■ **Provided passage**
────────────────
# My open media room so far, trial stage



## bmfjimbo80 (Jan 12, 2012)

Slowly putting together my open media room as money permits. Right now i'm in the trial phase of projector screen colors. Nothing like DIY speaker stands and temporary projector/media rack hehe. How bout them surround speakers, don't let those Logitech computer speakers and sub just sit on a shelf collecting dust, SVS system to replace these bad boys once everything finished.


:dumbcrazy:


----------



## BD55 (Oct 18, 2011)

What do you plan on doing with the baseboard area? With it being open already, it seems like that would be a great place to run your cabling and be one step closer to finishing.


----------



## bmfjimbo80 (Jan 12, 2012)
────────────────
■ **Material shown**
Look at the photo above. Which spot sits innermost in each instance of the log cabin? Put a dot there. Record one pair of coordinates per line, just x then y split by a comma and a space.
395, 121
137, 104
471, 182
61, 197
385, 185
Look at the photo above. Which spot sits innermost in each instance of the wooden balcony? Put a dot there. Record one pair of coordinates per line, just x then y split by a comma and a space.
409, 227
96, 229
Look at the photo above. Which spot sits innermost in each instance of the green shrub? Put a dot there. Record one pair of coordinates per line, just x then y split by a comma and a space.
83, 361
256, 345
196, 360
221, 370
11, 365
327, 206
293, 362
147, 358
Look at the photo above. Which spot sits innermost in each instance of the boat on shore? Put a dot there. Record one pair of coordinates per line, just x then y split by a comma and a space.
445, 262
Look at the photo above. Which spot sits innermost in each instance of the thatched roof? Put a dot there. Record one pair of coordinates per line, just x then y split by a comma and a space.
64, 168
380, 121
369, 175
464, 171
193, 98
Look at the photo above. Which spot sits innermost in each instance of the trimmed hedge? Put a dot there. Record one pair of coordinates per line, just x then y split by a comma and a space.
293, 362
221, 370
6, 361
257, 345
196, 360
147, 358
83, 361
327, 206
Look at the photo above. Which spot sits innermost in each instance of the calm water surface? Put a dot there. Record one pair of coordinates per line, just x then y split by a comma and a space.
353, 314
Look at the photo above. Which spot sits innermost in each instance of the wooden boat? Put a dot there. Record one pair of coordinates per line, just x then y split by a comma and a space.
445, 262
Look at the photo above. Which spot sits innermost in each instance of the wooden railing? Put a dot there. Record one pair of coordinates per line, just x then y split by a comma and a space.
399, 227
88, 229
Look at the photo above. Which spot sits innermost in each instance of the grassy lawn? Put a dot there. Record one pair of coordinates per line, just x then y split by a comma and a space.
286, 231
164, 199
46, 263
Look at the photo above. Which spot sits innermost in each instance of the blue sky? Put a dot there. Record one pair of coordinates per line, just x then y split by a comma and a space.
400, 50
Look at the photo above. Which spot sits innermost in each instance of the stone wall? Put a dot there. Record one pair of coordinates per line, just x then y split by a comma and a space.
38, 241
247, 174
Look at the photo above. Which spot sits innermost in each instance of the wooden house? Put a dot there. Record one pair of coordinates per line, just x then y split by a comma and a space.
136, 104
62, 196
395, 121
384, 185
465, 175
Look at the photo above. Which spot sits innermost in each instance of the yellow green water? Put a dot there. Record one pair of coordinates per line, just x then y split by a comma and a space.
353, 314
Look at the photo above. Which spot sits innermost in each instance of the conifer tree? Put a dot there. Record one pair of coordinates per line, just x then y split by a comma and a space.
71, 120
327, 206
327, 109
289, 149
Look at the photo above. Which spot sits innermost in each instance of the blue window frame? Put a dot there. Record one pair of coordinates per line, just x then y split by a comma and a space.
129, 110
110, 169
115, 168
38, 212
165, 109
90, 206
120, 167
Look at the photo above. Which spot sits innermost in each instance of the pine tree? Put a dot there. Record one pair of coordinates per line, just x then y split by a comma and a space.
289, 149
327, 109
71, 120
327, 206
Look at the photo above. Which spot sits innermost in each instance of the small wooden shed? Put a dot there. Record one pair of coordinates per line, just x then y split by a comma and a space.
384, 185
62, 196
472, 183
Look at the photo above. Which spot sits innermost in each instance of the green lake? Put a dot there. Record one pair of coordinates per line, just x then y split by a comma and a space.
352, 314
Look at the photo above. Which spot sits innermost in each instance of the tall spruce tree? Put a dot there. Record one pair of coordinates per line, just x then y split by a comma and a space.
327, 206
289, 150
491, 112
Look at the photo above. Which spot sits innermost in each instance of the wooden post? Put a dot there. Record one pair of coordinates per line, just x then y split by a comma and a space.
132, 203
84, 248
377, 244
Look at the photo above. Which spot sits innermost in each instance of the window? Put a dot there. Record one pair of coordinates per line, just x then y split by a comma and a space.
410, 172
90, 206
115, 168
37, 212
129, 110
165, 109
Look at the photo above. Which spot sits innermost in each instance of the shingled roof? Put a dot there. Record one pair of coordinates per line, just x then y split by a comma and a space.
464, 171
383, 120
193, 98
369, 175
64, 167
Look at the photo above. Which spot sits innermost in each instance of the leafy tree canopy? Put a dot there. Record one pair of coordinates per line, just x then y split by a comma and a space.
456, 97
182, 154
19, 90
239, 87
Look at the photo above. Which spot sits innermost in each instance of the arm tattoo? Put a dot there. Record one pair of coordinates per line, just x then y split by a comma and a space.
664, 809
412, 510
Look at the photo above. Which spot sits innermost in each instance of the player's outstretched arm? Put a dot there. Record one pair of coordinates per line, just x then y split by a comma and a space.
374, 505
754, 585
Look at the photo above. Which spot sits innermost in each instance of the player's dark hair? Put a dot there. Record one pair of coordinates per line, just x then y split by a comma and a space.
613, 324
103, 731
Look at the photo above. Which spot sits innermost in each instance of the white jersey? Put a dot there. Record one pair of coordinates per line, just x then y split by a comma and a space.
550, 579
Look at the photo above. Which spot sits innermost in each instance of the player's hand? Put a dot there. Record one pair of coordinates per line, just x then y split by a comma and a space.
────────────────
■ **Short task A**
Reproduce the stretch of the media room thread from "## BD55 (Oct" through "closer to finishing.".
■ **Short task B**
Carry on the media room forum thread from the point where it stops.

■ **Exercise result A**
## BD55 (Oct 18, 2011)

What do you plan on doing with the baseboard area? With it being open already, it seems like that would be a great place to run your cabling and be one step closer to finishing.

■ **Exercise result B**
Yep my plans exactly. Its opened up right now because the basement had a lil bit of water get in and all the drywall was soaked back during our hurricane. I have since fixed the problem though it was a downspout that was dumping on the ground.


----------



## BD55 (Oct 18, 2011)

I hate those cursed downspouts! I had the exact same problem with one. It has an extension away from the house, but had fallen off in a storm, letting a bunch of water pool right by the window well. I am making sure they are firmly attached from now on! (Who'd a thunk a little 3 foot extension would keep your basement from flooding?)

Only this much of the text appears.